_Exercise details_
Repeat the lines beginning at the one with "of the person" and running to the end of the material, keeping the first and last of them, exactly as they appear.

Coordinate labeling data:
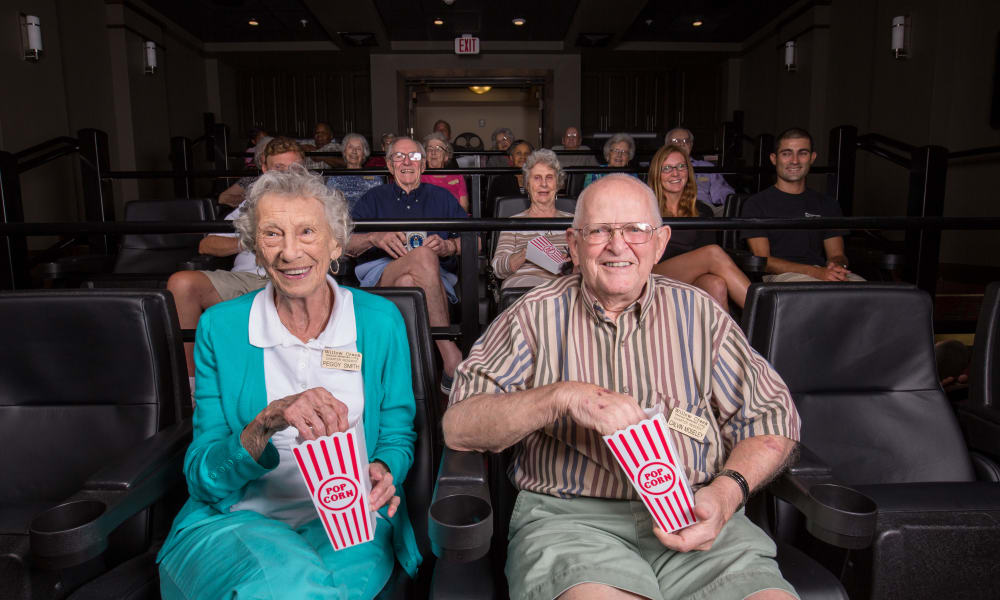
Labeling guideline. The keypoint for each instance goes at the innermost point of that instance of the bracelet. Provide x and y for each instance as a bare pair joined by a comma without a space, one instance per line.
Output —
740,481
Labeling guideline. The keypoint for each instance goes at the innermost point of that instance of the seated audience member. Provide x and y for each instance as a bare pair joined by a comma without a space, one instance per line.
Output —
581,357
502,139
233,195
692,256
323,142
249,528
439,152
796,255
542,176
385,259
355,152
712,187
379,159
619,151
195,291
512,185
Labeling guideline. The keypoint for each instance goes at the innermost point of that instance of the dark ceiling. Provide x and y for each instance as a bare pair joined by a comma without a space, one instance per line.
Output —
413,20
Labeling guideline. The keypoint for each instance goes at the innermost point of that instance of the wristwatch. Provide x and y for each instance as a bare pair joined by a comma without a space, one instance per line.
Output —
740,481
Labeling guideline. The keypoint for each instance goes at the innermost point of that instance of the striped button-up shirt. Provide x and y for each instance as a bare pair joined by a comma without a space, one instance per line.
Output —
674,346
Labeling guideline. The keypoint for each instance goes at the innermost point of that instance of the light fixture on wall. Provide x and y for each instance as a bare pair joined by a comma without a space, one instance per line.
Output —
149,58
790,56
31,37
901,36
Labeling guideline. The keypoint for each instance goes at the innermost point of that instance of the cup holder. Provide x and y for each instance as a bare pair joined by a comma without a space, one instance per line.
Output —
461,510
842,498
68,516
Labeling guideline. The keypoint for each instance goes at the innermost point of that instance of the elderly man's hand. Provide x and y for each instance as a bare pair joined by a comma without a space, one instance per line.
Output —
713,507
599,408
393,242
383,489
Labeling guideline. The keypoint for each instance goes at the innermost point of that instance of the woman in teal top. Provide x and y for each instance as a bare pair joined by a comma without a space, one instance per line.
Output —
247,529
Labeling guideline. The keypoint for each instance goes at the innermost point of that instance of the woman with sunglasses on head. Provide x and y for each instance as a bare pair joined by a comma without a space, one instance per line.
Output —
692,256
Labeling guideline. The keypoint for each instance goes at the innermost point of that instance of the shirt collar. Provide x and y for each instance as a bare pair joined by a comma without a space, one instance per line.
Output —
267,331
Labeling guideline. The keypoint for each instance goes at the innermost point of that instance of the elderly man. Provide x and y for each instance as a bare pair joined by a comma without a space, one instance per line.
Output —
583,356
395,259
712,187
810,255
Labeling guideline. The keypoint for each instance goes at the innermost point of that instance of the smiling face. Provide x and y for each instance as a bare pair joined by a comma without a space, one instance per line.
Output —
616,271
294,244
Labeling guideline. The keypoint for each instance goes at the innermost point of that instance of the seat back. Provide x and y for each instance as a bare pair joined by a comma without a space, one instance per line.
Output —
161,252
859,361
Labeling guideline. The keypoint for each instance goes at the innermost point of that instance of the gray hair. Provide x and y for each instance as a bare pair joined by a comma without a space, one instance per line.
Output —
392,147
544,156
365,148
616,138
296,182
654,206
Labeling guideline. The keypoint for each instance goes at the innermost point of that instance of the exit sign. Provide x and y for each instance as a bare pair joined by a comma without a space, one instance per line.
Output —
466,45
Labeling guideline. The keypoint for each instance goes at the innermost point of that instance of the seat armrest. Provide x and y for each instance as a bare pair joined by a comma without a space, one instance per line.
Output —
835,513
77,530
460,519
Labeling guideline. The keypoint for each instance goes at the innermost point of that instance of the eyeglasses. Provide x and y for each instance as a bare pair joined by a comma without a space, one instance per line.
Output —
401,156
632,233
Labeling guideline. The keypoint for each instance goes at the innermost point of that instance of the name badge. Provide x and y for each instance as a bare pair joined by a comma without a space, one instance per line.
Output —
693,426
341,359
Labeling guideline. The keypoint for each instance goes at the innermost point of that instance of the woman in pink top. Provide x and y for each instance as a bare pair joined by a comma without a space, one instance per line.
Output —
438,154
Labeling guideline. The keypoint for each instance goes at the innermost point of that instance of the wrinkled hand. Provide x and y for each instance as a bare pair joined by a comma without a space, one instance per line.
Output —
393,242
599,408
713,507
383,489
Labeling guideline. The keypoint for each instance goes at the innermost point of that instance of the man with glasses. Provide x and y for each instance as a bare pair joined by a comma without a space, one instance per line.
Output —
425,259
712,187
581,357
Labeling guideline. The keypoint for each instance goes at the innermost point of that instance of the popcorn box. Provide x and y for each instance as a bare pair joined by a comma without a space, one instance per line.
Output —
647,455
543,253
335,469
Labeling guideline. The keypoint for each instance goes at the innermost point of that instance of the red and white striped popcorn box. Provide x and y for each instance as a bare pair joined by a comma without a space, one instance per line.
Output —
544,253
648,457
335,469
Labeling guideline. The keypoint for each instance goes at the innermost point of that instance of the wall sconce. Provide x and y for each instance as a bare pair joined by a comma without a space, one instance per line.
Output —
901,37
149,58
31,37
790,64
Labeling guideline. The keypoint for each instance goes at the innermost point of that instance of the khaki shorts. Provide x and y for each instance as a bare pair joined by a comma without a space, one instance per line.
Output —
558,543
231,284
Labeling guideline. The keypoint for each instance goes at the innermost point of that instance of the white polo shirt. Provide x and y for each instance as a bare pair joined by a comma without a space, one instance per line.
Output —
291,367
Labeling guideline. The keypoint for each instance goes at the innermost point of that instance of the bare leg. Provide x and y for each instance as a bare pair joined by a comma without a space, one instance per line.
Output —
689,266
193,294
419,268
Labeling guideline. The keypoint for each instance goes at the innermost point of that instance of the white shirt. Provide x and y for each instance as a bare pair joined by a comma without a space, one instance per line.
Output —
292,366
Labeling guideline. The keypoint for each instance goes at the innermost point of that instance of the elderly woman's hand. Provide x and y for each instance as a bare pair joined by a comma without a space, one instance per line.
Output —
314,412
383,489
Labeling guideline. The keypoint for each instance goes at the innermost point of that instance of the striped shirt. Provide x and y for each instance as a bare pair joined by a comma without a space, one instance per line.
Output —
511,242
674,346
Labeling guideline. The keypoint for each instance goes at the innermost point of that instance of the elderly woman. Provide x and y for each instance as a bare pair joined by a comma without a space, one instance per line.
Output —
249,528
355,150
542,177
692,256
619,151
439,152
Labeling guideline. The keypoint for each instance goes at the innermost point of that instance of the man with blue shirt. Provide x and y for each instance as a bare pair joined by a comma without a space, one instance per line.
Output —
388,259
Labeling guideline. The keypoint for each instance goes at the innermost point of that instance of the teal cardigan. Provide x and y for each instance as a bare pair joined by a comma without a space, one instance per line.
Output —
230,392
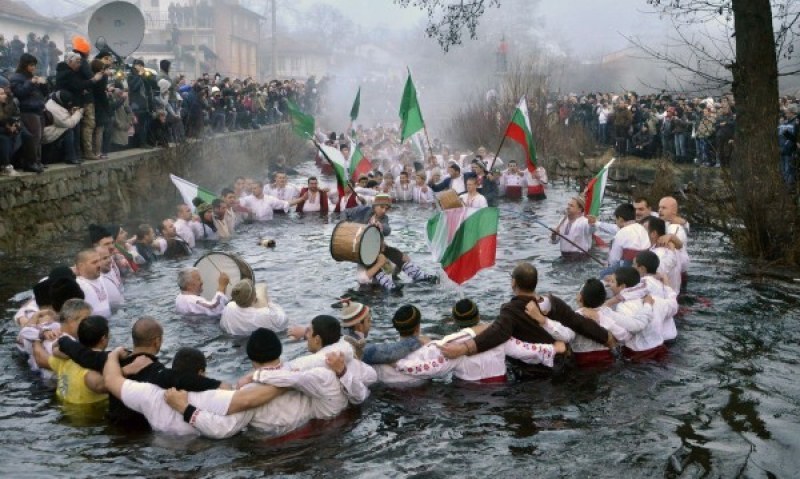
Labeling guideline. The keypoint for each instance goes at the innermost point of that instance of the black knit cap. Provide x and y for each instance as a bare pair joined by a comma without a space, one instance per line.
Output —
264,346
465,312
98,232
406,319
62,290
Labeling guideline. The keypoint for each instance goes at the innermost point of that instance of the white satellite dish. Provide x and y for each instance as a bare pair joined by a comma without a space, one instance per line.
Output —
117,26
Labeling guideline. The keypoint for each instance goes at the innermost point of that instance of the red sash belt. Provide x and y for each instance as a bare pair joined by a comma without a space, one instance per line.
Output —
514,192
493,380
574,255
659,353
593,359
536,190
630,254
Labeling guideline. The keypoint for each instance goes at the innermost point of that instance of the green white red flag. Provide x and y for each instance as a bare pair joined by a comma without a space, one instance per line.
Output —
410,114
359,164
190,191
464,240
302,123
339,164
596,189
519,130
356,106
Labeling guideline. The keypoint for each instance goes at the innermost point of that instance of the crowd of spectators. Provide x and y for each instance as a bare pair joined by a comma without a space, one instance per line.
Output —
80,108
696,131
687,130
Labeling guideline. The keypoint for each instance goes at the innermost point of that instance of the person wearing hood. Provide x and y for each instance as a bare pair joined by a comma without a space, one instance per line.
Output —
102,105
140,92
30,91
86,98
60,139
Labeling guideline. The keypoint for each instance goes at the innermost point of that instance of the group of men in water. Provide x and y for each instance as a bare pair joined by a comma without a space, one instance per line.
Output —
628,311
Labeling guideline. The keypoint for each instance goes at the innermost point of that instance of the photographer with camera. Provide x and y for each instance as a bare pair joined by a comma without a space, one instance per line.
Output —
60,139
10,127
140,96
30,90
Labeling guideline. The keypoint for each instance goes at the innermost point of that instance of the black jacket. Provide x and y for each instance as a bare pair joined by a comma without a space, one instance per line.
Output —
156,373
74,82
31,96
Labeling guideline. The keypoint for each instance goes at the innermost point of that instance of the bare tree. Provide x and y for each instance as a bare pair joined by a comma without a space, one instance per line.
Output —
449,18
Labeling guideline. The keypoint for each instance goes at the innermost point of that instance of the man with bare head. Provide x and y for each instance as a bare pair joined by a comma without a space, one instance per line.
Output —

_Correct response_
Labeling guideline. The keypoint for each instance goes at the innermost point of that instance of the person wearing hood. Provide x and y for each instance as a bare pair joined by a comma without a space, one instance per line.
Output —
102,105
140,92
30,91
86,98
60,139
Labeling guideline. The keypoint for each instance goes at the innermost point of that instance of the group of men in water. Provide x and y for each instance as a bare pair joined by a comma without a space, one instance per line.
Output —
628,311
Labeling guideline. The keypoint for each instance goes at the innermost point of that instance of the photographer with camera. Provide x and y for each instance as a bare pair joined by a comma without a space, one instance per line.
Output —
60,139
10,127
140,96
30,90
Labeling guideline. The keypoint for each instance goes at the innermost point of that instance of the black jacket. Provide x and y for each instance as a bare pair joined by a comma without a space, one instance per line.
Output —
156,373
74,82
31,96
Labeling guideline. The keypoint for each instance goes at the innermost point of that instance of the bare tree. Provide x and y for each instance as a bare pair joined by a comma without a space, one instance per line.
Output —
449,18
Labeling guideline. The keypoint for each instance goes at the innermost point of that instance of the man with bare head. Provide x and y for each instance as a bare pair joined by a comma without a space, one instance per line.
Output —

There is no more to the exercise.